- [Text passage]
Well, I spent a few hours sharpening and adjusting the McLane and it's cutting better than it ever has. It's both cutting better and is easier to push at the same time. Besides getting dull -- somehow with very little use -- I almost think it was so hard to push because the reel slipped too far away from the bedknife and the grass was getting caught up in the gap without being cut.

I was still getting some slight washboarding, though. Maybe that's just the way it is with a manual mower. And it's extremely loud. Think I'll ask about that in the regular powered McLane thread.


----------



## Chris LI (Oct 26, 2018)

@rocketprius16 
I know you haven't posted in awhile, but would you post a follow up, once you're back on?

I'm curious how you did with the manual McLane, and if you purchased a powered reel mower.

Thanks.


----------



## rocketprius16 (Jul 7, 2019)

Chris LI said:


> @rocketprius16
> I know you haven't posted in awhile, but would you post a follow up, once you're back on?
> 
> I'm curious how you did with the manual McLane, and if you purchased a powered reel mower.
> ...


I ended up getting the JD greensmower ThomasPI linked soon after I last posted, but then life kind of took over and I had to shelve the project entirely. While the JD started and ran beautifully when I tested it, it started and then died when I brought it home. I know I can work through the JD manual and troubleshoot the problem. It's probably just bad gas. It was just a little overwhelming and I didn't have much in the way of a budget for the lawn (blew what I would have had on the mower).

- [Source information]
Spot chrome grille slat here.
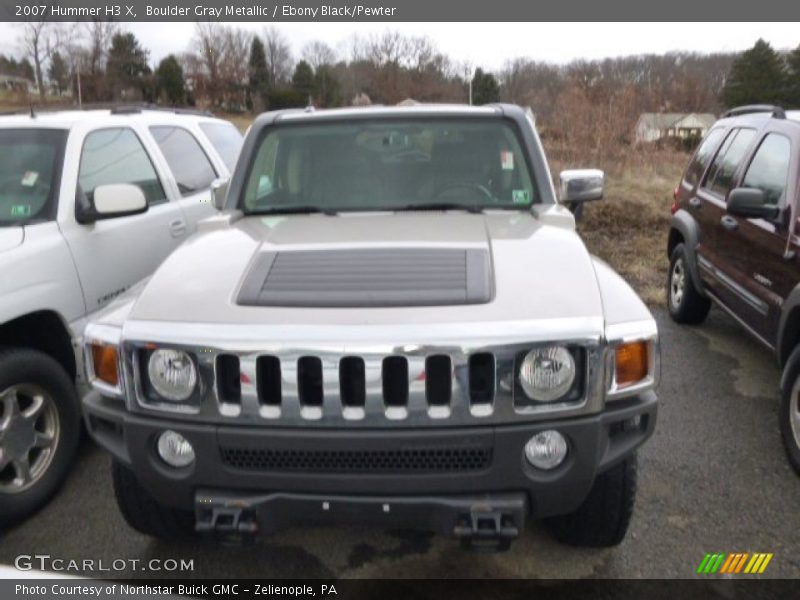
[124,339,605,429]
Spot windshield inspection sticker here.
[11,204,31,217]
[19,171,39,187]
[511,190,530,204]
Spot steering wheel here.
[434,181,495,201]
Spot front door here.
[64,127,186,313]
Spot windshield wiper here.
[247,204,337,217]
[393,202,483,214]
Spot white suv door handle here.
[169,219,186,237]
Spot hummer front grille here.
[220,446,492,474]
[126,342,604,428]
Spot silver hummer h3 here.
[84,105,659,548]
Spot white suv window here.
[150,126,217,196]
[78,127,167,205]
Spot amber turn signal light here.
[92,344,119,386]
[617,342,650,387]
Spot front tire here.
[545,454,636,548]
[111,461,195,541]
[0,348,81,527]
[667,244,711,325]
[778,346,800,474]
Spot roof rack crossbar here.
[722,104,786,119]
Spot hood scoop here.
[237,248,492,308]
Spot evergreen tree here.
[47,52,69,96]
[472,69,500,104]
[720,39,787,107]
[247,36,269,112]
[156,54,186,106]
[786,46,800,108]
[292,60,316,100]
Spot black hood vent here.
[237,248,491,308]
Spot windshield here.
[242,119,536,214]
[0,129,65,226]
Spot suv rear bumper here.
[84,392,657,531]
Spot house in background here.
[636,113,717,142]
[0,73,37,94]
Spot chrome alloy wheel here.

- [Task set]
1. List every forum username that appears in the reel mower thread.
2. Please carry the reel mower forum thread on from its final sentence.
The lines after the forum thread have nothing to do with the tasks.

- [Per-task answers]
1. rocketprius16, Chris LI, ThomasPI

2.
I'm just now getting back into it. Sick and tired of having a crappy lawn! Now that I'm working from home because of the coronavirus, I can work on the lawn more! I'll be starting a 2020 lawn journal soon. My neighbors mowed our front lawn while we stayed with my in-laws and that was the final straw for me. I'm thankful they did it, but I don't want to be the guy who has a bad lawn. I want to be the guy with the best lawn on the street. They couldn't get to the back because the gate was locked, but I'm glad they didn't go back there...I kind of hadn't mowed the back since 2019 and it was wild.

I used a rotary to mow the back down and then went to the local feed/seed store to pick up a sprayer, spreader, pre-emergent, post-emergent, and talstar for the bugs. These are all things I didn't have before, so I'm fired up. Today I mowed the whole yard down a little shorter with the rotary and applied the pre-emergent, even though I'm a little late.

OK, this should honestly just go in a lawn journal with some pictures...this is just to let you know I'm still here!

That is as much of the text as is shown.